# [Provided information]
-*-*-

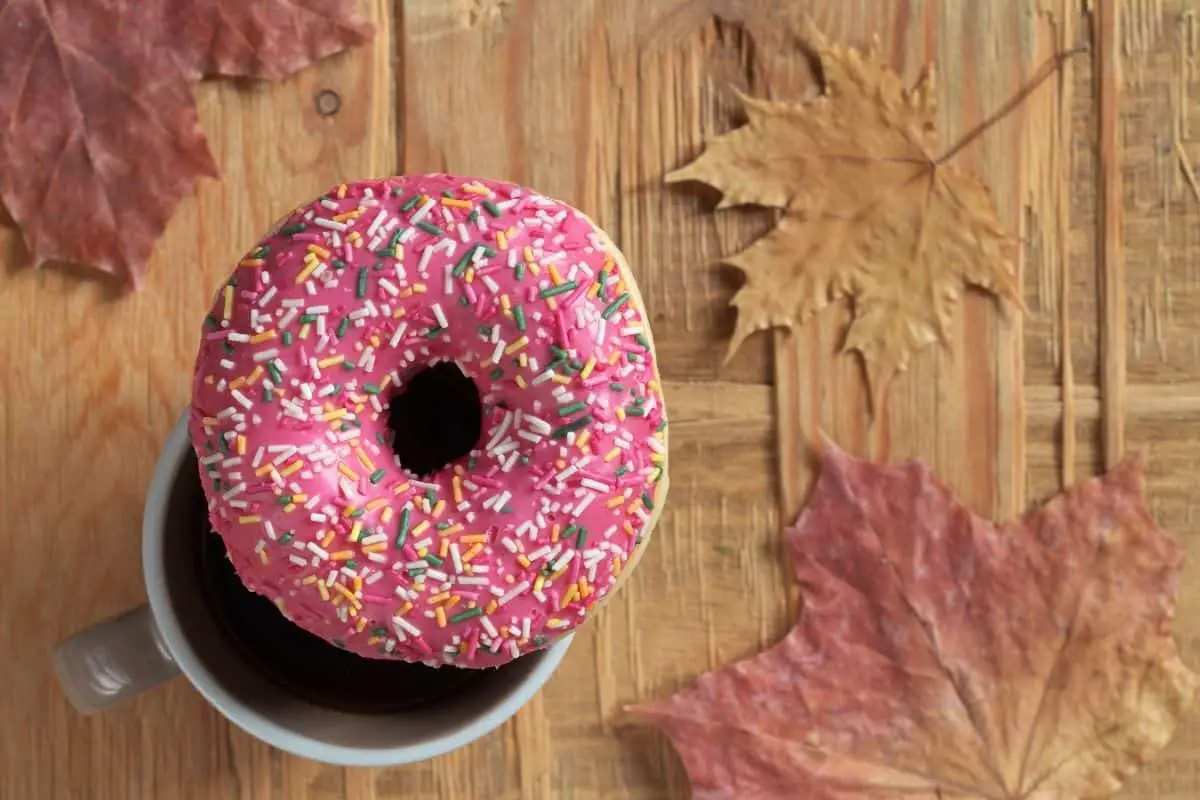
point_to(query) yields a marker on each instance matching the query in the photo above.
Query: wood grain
(594, 101)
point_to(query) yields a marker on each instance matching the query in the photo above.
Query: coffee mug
(270, 678)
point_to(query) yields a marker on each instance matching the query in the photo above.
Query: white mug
(177, 632)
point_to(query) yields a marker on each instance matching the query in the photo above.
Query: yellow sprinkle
(310, 268)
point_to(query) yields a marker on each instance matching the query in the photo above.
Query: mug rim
(250, 720)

-*-*-

# [Problem requirements]
Rewrite the items above with "marker" changed to "dot" everywhere and everything else kept the same. Leave out the pictures.

# [Solution below]
point_to(query) yields a dot on each instance matching the query in the photo above.
Query: wood grain
(594, 101)
point_to(query) yields a dot on each instance matching the query in the photo above.
Query: coffee mug
(270, 678)
point_to(query) yields a dot on each instance matching the query in the photo above.
Query: white mug
(177, 632)
point_to(query) yields a dot on each instance matching the query in the photo above.
Query: yellow sprinkle
(310, 268)
point_to(query) yields a dot on each instance matching the query in the photo above.
Query: mug rim
(250, 720)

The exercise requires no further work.